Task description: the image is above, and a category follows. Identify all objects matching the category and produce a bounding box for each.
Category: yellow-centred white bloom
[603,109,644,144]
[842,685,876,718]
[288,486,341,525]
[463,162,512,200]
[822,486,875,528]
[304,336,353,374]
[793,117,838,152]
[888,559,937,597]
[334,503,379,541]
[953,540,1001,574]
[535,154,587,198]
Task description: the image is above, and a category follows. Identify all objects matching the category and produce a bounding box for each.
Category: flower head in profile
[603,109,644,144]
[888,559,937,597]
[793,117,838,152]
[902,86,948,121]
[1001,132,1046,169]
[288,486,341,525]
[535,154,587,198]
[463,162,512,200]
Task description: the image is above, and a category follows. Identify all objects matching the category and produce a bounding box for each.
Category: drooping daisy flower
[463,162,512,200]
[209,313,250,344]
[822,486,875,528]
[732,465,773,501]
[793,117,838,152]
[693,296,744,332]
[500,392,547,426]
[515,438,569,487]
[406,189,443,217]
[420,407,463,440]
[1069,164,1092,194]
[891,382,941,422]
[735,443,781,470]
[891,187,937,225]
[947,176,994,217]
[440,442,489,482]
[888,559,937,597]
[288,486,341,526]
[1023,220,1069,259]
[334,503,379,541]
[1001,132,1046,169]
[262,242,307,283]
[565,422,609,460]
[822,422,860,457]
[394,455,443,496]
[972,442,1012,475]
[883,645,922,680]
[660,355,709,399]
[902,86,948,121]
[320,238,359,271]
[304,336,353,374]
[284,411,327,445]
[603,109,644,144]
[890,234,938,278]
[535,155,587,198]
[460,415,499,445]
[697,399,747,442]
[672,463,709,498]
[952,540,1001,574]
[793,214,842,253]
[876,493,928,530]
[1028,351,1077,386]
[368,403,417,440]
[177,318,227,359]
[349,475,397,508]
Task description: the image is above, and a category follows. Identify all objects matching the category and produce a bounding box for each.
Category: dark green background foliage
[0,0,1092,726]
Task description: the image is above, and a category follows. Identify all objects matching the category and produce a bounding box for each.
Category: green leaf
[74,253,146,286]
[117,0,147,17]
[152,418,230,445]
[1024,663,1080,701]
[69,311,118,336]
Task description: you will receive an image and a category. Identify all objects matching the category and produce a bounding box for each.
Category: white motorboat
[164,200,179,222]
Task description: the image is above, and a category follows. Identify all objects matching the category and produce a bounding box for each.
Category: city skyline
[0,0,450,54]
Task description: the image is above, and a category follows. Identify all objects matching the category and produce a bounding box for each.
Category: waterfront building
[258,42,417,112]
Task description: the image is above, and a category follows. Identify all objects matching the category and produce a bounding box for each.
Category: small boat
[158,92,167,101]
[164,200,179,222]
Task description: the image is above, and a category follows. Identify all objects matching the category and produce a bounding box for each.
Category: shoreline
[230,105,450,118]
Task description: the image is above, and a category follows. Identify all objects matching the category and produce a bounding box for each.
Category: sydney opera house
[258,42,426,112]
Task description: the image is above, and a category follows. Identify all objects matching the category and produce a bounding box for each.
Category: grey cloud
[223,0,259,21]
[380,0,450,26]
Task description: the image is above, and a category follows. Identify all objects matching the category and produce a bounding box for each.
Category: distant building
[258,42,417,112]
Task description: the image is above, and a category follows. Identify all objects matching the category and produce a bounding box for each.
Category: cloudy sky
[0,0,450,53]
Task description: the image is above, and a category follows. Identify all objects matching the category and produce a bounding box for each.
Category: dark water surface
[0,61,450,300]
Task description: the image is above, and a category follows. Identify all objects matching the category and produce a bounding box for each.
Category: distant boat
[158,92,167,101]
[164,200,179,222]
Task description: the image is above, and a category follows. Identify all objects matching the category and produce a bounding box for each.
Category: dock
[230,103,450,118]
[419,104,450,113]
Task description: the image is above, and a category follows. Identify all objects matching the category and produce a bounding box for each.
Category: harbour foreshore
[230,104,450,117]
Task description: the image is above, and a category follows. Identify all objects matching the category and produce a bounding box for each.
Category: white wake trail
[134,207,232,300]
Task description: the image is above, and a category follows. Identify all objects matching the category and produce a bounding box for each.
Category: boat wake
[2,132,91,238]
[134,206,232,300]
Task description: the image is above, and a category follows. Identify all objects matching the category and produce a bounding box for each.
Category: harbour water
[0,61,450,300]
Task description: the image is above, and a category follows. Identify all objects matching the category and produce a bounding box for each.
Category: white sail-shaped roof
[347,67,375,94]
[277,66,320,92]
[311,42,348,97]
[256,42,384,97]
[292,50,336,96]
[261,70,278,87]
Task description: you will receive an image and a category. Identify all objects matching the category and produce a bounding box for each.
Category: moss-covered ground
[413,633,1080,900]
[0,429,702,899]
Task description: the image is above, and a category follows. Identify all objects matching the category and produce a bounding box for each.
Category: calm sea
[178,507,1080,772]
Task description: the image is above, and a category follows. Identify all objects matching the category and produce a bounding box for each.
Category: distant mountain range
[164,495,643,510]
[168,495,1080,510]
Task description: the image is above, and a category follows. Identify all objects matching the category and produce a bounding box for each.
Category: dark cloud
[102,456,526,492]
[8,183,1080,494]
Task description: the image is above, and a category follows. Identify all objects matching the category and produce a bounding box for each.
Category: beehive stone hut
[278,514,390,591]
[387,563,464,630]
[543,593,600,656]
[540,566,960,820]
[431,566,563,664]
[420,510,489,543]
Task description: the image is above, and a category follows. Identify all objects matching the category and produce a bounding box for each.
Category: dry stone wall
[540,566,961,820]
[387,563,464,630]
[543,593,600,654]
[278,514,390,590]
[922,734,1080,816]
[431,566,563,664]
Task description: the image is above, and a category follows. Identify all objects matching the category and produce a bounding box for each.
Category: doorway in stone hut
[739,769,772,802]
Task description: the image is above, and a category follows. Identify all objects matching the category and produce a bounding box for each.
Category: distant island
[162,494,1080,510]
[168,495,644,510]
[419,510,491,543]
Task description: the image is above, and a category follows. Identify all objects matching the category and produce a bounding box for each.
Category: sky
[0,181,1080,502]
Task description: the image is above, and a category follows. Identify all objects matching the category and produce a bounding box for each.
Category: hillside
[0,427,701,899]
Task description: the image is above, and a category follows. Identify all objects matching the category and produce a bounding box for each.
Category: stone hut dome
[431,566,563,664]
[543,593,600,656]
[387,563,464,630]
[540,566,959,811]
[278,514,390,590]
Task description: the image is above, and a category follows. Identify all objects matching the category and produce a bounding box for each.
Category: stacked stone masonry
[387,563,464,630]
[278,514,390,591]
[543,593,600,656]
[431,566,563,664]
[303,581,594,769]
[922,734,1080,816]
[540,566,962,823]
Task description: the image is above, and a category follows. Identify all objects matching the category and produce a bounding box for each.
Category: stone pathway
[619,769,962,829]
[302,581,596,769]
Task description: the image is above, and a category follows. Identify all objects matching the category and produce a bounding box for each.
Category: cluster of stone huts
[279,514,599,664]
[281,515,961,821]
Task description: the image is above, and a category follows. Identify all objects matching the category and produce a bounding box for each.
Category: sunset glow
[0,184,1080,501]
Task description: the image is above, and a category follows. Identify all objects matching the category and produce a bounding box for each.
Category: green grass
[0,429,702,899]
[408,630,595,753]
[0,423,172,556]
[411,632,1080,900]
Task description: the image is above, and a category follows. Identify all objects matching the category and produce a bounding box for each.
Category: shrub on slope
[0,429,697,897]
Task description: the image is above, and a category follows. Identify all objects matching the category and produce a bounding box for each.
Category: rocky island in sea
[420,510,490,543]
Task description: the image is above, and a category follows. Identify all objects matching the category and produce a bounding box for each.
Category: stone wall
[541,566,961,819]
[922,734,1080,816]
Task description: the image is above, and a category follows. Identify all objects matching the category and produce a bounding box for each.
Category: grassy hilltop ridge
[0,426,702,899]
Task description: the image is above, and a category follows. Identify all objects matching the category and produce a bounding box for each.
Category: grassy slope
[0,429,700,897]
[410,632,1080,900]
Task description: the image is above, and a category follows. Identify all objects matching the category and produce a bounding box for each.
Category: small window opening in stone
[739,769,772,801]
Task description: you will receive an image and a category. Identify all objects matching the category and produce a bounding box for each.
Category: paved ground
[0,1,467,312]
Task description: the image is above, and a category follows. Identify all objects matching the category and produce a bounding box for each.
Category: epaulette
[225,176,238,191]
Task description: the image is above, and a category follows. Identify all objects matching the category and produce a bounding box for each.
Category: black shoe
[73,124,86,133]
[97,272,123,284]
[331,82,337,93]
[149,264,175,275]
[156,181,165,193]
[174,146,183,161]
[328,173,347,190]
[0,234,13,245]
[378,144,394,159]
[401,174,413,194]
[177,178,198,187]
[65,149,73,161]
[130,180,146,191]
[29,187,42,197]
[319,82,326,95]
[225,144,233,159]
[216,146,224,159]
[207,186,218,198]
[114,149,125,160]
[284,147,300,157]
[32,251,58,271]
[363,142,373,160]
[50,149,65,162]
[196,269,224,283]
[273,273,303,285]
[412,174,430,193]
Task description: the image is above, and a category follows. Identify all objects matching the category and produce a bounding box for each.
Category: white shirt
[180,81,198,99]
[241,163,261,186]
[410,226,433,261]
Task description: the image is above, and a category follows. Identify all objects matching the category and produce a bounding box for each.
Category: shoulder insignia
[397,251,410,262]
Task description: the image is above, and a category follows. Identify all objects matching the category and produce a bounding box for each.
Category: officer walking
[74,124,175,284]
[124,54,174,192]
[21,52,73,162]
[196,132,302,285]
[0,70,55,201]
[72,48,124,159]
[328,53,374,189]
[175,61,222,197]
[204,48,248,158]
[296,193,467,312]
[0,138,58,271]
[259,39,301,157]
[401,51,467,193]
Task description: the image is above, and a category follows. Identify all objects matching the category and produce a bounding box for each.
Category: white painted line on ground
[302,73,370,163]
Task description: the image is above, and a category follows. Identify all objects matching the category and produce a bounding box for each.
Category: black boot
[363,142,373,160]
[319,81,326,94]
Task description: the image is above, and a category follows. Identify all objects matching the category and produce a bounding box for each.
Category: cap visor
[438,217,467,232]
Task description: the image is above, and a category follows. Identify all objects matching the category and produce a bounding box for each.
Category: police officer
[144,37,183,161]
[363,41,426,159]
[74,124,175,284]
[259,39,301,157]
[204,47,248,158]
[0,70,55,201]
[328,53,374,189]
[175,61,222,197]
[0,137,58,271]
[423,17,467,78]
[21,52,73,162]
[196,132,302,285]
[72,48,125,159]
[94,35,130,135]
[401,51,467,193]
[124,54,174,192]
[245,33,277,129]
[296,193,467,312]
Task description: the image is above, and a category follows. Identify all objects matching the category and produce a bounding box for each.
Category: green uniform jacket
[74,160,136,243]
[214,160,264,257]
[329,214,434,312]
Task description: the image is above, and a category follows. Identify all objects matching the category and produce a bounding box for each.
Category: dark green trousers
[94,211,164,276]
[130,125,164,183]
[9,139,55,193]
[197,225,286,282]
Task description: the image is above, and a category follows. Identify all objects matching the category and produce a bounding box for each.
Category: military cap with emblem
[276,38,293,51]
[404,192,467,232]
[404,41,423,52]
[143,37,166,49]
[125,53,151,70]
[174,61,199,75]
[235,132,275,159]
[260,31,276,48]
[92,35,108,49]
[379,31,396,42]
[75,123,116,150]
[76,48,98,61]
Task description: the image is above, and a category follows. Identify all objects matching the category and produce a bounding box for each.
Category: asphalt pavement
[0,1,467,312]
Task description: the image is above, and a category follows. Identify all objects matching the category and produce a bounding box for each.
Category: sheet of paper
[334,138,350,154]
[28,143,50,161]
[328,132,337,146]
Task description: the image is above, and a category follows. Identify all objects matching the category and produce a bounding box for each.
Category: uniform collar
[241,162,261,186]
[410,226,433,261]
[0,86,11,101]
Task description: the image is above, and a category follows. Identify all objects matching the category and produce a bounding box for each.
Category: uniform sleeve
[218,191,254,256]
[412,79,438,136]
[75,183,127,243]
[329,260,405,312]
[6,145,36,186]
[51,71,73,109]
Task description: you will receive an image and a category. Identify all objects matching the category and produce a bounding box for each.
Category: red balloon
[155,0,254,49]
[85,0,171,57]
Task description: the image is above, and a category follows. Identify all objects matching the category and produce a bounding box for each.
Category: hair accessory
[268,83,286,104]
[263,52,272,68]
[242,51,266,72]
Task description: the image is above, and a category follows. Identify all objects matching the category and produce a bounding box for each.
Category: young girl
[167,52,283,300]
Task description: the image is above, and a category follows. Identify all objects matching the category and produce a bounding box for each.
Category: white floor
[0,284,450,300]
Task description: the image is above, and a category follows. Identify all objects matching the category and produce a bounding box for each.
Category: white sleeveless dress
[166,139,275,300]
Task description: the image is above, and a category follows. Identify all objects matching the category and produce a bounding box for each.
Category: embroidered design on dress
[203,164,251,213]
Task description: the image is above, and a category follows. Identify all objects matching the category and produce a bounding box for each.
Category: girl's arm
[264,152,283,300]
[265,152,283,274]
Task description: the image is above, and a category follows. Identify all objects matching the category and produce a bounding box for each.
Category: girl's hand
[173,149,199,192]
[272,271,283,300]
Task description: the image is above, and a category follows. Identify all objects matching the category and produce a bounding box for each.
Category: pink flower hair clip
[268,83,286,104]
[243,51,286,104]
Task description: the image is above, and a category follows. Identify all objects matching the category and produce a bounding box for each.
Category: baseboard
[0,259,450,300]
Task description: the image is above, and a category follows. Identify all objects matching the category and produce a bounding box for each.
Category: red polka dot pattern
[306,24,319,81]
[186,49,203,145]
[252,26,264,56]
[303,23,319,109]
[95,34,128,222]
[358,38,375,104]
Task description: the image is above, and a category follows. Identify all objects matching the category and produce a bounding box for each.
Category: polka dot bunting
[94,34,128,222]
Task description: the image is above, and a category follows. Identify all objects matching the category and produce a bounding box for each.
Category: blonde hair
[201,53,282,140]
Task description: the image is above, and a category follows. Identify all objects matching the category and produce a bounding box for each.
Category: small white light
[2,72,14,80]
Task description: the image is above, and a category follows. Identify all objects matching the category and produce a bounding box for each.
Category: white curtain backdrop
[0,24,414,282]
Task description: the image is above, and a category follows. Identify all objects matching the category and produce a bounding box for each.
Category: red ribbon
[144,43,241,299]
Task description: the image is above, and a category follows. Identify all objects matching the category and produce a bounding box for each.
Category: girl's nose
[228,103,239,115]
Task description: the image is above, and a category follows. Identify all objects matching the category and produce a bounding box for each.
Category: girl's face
++++++
> _GIVEN PROBLEM_: Reproduce the data starting at its beginning and ending at the line that contains "[0,0,1092,726]", replacing "drooping" with "wilting" and leaving everything else unchanged.

> _ANSWER TO THE TASK_:
Task description: the image is above, and a category follows. Identify all objects matching the category and produce a bounding box for each.
Category: yellow-centred white bloom
[603,109,644,144]
[842,685,876,718]
[288,486,341,525]
[463,162,512,200]
[822,486,875,528]
[304,336,353,374]
[793,117,838,152]
[888,559,937,597]
[334,503,379,541]
[953,540,1001,574]
[535,154,587,198]
Task description: the image is above, and a category follows. Identify all objects matching the category and produce a bounding box for each.
Category: flower head in profile
[603,109,644,144]
[888,559,937,597]
[793,117,838,152]
[902,86,948,121]
[1001,132,1046,169]
[288,486,341,525]
[535,154,587,198]
[463,162,512,200]
Task description: the image is above, and a category follows. Identify all objects matching the category and produce a bounding box for each.
Category: wilting daisy flower
[463,162,512,200]
[209,313,250,344]
[822,486,875,528]
[732,465,773,501]
[793,117,838,152]
[693,296,744,332]
[500,392,547,426]
[515,438,569,487]
[406,189,443,217]
[420,407,463,440]
[1069,164,1092,194]
[891,382,941,422]
[735,443,781,470]
[891,187,937,225]
[947,176,994,217]
[440,442,489,482]
[888,559,937,597]
[288,486,341,526]
[1023,220,1069,259]
[334,503,379,541]
[1001,132,1046,169]
[262,242,307,283]
[565,422,609,460]
[822,422,860,457]
[394,455,443,496]
[972,442,1012,475]
[883,645,922,680]
[660,355,709,399]
[902,86,948,121]
[320,238,359,271]
[304,336,353,374]
[284,411,327,445]
[603,109,644,144]
[890,234,938,278]
[535,155,587,198]
[460,415,499,445]
[697,399,747,442]
[672,463,709,498]
[952,540,1001,574]
[793,214,842,253]
[876,493,928,530]
[1028,351,1077,386]
[368,403,417,440]
[177,318,227,359]
[349,475,397,508]
Task description: the image is above, and a category follows. Identify all objects matching the category and produce a bounding box for each.
Category: dark green background foliage
[0,0,1092,726]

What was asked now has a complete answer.